# What you should do
Can you reproduce the listing from its start through the line containing "116], [44, 149]]", requests included, shifting every x and y vertex coordinate in the answers by -112 while leaving the request lines and their format descriptions unchanged? Leave the pictures out.
*-*-*
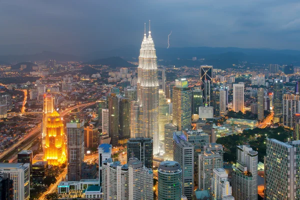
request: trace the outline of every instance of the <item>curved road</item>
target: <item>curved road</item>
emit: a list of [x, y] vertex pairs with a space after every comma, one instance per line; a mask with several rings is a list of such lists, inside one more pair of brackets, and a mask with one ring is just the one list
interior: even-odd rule
[[[78, 105], [74, 106], [72, 107], [71, 107], [70, 108], [68, 108], [62, 111], [60, 114], [60, 116], [64, 116], [65, 115], [66, 115], [66, 114], [68, 114], [68, 112], [70, 112], [70, 111], [74, 109], [76, 109], [78, 108], [82, 108], [82, 107], [86, 107], [88, 106], [91, 106], [94, 104], [95, 104], [95, 102], [90, 102], [90, 103], [80, 104]], [[4, 152], [2, 152], [1, 154], [0, 154], [0, 159], [2, 159], [3, 158], [3, 157], [6, 156], [8, 153], [9, 153], [11, 151], [13, 150], [14, 149], [16, 148], [18, 146], [20, 146], [21, 144], [21, 143], [26, 141], [27, 140], [30, 138], [33, 135], [36, 134], [38, 132], [40, 131], [41, 124], [42, 124], [42, 123], [39, 124], [38, 125], [38, 127], [36, 127], [36, 128], [34, 128], [34, 130], [32, 130], [32, 131], [30, 131], [29, 134], [28, 134], [24, 138], [23, 138], [23, 139], [19, 140], [16, 143], [14, 144], [12, 146], [10, 146], [9, 148], [8, 148], [6, 150], [5, 150]]]

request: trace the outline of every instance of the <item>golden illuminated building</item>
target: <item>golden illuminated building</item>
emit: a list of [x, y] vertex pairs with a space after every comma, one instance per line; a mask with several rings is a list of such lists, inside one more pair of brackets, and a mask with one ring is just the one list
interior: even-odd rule
[[44, 160], [48, 164], [58, 166], [66, 160], [64, 124], [56, 110], [48, 116], [44, 149]]

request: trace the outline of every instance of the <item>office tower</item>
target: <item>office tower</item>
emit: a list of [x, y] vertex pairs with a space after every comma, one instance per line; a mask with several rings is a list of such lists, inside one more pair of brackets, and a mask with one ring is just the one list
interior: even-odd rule
[[118, 144], [119, 106], [118, 98], [116, 93], [110, 93], [108, 96], [108, 112], [110, 114], [110, 137], [112, 146]]
[[148, 168], [153, 167], [153, 140], [150, 138], [130, 138], [127, 141], [127, 162], [132, 156]]
[[192, 114], [199, 114], [199, 107], [202, 106], [202, 90], [196, 89], [192, 90]]
[[30, 167], [28, 163], [0, 163], [0, 174], [9, 174], [12, 180], [12, 200], [29, 200]]
[[54, 110], [54, 97], [49, 92], [44, 94], [43, 104], [42, 123], [42, 146], [44, 148], [47, 131], [48, 116]]
[[212, 193], [212, 178], [214, 168], [223, 167], [223, 158], [218, 152], [207, 150], [199, 154], [199, 185], [202, 190]]
[[128, 200], [128, 166], [108, 158], [102, 164], [103, 200]]
[[262, 120], [264, 118], [264, 88], [260, 88], [258, 91], [258, 120]]
[[48, 164], [58, 166], [66, 160], [64, 124], [60, 115], [54, 110], [48, 116], [44, 160]]
[[258, 152], [250, 146], [236, 146], [236, 165], [232, 166], [232, 196], [236, 200], [257, 200], [258, 157]]
[[130, 100], [121, 98], [119, 102], [119, 140], [130, 138]]
[[158, 103], [158, 132], [160, 140], [164, 140], [164, 125], [170, 122], [169, 105], [166, 102], [164, 92], [160, 90], [160, 102]]
[[282, 104], [284, 125], [292, 128], [293, 115], [300, 112], [300, 94], [284, 94]]
[[102, 132], [110, 132], [110, 112], [108, 108], [102, 109]]
[[99, 154], [99, 182], [100, 186], [102, 184], [102, 172], [103, 168], [102, 164], [105, 160], [112, 158], [112, 146], [107, 144], [103, 144], [99, 145], [98, 148], [98, 154]]
[[66, 123], [68, 180], [80, 181], [84, 156], [84, 121], [73, 120]]
[[244, 84], [234, 84], [234, 100], [232, 102], [232, 110], [238, 112], [241, 111], [244, 112]]
[[180, 200], [182, 194], [182, 170], [175, 161], [160, 162], [158, 170], [158, 200]]
[[292, 139], [300, 140], [300, 113], [296, 112], [292, 115]]
[[[153, 138], [153, 153], [157, 154], [160, 153], [158, 120], [160, 85], [157, 57], [150, 30], [148, 38], [145, 30], [140, 51], [138, 74], [138, 101], [140, 106], [138, 116], [140, 120], [136, 120], [140, 125], [131, 125], [142, 127], [141, 136]], [[132, 134], [136, 135], [136, 133]]]
[[178, 130], [178, 128], [172, 123], [164, 126], [164, 154], [165, 160], [173, 160], [173, 132]]
[[138, 100], [136, 94], [136, 87], [126, 87], [124, 88], [124, 95], [126, 98], [129, 98], [130, 100]]
[[180, 130], [192, 128], [192, 96], [188, 80], [176, 80], [173, 88], [173, 124]]
[[90, 122], [84, 128], [84, 148], [91, 148], [98, 147], [98, 122]]
[[133, 100], [130, 102], [130, 134], [132, 138], [144, 136], [140, 128], [142, 115], [140, 115], [140, 103]]
[[182, 131], [173, 133], [174, 160], [179, 163], [182, 168], [182, 194], [192, 200], [194, 188], [194, 148], [184, 136]]
[[166, 70], [162, 70], [162, 92], [166, 94]]
[[232, 196], [232, 187], [228, 174], [223, 168], [214, 169], [212, 178], [212, 194], [214, 200], [234, 200]]
[[212, 66], [200, 66], [200, 84], [203, 97], [202, 106], [210, 106], [210, 89], [212, 88]]
[[284, 143], [267, 138], [264, 196], [267, 200], [298, 200], [300, 141]]
[[128, 200], [153, 200], [153, 171], [136, 158], [128, 162]]
[[224, 116], [226, 111], [226, 91], [220, 89], [220, 114]]
[[274, 122], [280, 122], [282, 118], [282, 94], [284, 84], [282, 80], [276, 79], [274, 82]]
*-*-*
# Reply to the exercise
request: trace the outline of every instance of the <item>curved road</item>
target: <item>curved road</item>
emit: a list of [x, y] vertex pairs with a space after every comma, one instance per line; a mask with several rings is a list of such lists, inside one more pair of brackets, and a mask with one ring is just the one list
interior: even-odd rule
[[[-34, -7], [-38, -6], [-40, -5], [-41, -5], [-42, -4], [-44, -4], [-50, -1], [-52, 2], [-52, 4], [-48, 4], [-47, 3], [-46, 3], [-46, 2], [-44, 2], [-44, 0], [-42, 0], [-42, -1], [-38, -3], [-36, -3], [-34, -4], [-30, -4], [-30, -5], [-26, -5], [-24, -6], [-21, -6], [-18, -8], [-17, -8], [-17, -10], [-22, -10], [-22, -9], [-32, -8]], [[-108, 40], [-110, 40], [-111, 42], [-112, 42], [-112, 47], [-110, 47], [-109, 46], [-109, 45], [-106, 44], [-104, 41], [-103, 41], [-101, 39], [-99, 38], [-98, 37], [-96, 36], [-94, 34], [-92, 34], [-91, 32], [-91, 31], [-86, 29], [-85, 28], [-82, 26], [-79, 23], [-76, 22], [-74, 20], [-72, 19], [-71, 12], [-70, 12], [-70, 11], [-73, 12], [-74, 13], [-74, 15], [-76, 15], [-76, 16], [-78, 16], [-78, 18], [-80, 18], [-80, 19], [-82, 19], [-83, 22], [-84, 22], [-88, 26], [-89, 26], [-89, 27], [-93, 28], [-96, 31], [-98, 32], [-100, 34], [-102, 34], [-103, 36], [-104, 36], [-106, 38], [-107, 38]]]

request: trace the outline of every instance of the <item>golden illuminated building</item>
target: <item>golden illuminated building</item>
emit: a list of [x, y] vertex pairs with a space after every comma, one instance per line; a mask with several rings is a list of such lists, inside one more pair of brackets, and a mask with one ring is just the one list
interior: even-odd rule
[[-68, 48], [-64, 52], [-54, 54], [-46, 48], [-48, 12], [-56, -2], [-64, 4], [-68, 37]]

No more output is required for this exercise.